Convert every line of the records below into a numbered list, leaving out blank lines.

● **Input records**:
[BEGIN]
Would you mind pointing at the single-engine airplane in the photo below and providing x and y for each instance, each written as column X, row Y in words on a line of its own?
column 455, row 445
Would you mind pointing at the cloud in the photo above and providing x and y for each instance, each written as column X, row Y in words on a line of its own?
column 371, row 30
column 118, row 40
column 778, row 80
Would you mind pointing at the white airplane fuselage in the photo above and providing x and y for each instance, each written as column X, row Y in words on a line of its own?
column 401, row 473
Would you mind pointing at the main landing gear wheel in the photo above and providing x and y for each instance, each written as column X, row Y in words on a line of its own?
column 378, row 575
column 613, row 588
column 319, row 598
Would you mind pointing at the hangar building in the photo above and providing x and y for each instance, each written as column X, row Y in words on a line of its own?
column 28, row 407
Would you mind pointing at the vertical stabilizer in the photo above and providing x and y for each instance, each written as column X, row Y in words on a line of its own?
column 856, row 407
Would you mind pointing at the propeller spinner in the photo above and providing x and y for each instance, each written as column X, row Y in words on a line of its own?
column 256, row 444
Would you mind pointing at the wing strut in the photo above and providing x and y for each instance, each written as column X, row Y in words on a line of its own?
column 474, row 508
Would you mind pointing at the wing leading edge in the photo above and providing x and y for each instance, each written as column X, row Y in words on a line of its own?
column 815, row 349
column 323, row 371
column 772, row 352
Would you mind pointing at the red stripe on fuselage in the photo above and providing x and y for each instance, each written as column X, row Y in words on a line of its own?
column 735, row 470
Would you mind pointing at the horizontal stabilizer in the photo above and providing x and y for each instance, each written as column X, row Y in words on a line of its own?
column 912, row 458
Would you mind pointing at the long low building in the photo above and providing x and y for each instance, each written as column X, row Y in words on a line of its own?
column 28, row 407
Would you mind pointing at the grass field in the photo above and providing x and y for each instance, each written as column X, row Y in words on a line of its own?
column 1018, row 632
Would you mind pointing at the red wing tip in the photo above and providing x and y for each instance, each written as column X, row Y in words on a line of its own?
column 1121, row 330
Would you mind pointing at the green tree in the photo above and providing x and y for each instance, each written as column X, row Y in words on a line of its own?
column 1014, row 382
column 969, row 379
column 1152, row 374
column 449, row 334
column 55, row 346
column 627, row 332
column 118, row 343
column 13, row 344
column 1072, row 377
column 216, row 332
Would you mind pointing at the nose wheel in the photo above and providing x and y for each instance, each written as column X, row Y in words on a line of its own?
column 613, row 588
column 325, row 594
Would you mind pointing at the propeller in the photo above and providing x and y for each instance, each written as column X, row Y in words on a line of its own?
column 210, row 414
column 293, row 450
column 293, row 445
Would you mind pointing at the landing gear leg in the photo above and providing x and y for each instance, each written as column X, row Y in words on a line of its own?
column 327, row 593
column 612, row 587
[END]
● **Reply to the task**:
1. Would you mind pointing at the single-engine airplane in the photo below and providing x and y for each instance, each written as column X, row Y in words on a line of its own?
2. column 455, row 445
3. Would you mind pointing at the cloud in the photo above and providing x and y for each instance, each written as column X, row Y in words on a line of its own?
4. column 371, row 30
5. column 118, row 40
6. column 778, row 80
7. Would you mind pointing at the white airplane fuselage in the photo above and providing x and y for each instance, each written as column X, row Y in words on a line of its own?
8. column 401, row 473
9. Would you mind pointing at the main landing gear wheel in the photo above and providing x and y for each instance, each written as column X, row Y in words on a line of its own?
10. column 378, row 575
11. column 613, row 588
12. column 319, row 598
13. Would you mind pointing at the hangar building in the photo above and providing x and y for each instance, each written as column X, row Y in words on a line of its own?
14. column 28, row 407
15. Would you mind pointing at the vertical stabilizer in the photo above and providing x and y for each instance, each written as column X, row Y in words on a line of its own?
16. column 856, row 407
17. Would you mind pointing at the propeller spinner in the photo above and providing x and y for each instance, each written as column X, row Y in words on a line of its own?
18. column 256, row 444
19. Would you mind pointing at the wing strut in the photo above and providing x and y for each instance, each written as column X, row Y in words on a line of its own?
20. column 474, row 508
21. Would you mind pointing at the wing leading edge in the photo above and providing x and y for each instance, each written as column X, row Y in words on a line of its own?
22. column 815, row 349
23. column 323, row 371
24. column 772, row 352
25. Would you mind pointing at the red stripe on fuselage in the photo above and providing x and y for each instance, each written as column X, row Y in words on a line of its own?
26. column 735, row 470
27. Would you mind pointing at the horizontal stabilizer in the photo above and providing x and y for each instance, each written as column X, row Y in words on a line of its own?
28. column 912, row 458
29. Would you mind pointing at the long low building in the photo above and providing x and y for each instance, each written as column X, row Y in words on a line of its own?
30. column 28, row 407
31. Would you mind pointing at the grass field in the photo above and providing x and y for each instance, each written as column X, row Y in words on a line of its own?
32. column 1018, row 632
33. Would you mind pointing at the red wing tip in the photo above and providing x and y for each instance, each written as column X, row Y in words on a line of its own?
34. column 1121, row 330
35. Would you mind pointing at the green tree in the photo above and providing x and y for each instance, each written as column X, row Y in words on a line of its own?
36. column 1014, row 382
37. column 969, row 379
38. column 1152, row 374
39. column 449, row 334
40. column 55, row 346
41. column 627, row 332
42. column 118, row 343
43. column 13, row 344
44. column 1072, row 377
45. column 216, row 332
46. Would you mind pointing at the nose wheel in the photo above and providing x and y for each instance, each written as column X, row Y in words on a line of its own?
47. column 613, row 588
48. column 325, row 594
49. Would you mind pointing at the propeller in the photo above and providing x and y for each instance, each written as column X, row Y in words on a line of its own?
50. column 210, row 414
51. column 293, row 450
52. column 293, row 445
53. Would you mind pointing at the landing gear leg in the photo above and providing x and y for each instance, each written as column X, row Y in words on a line of its own?
54. column 327, row 593
55. column 612, row 587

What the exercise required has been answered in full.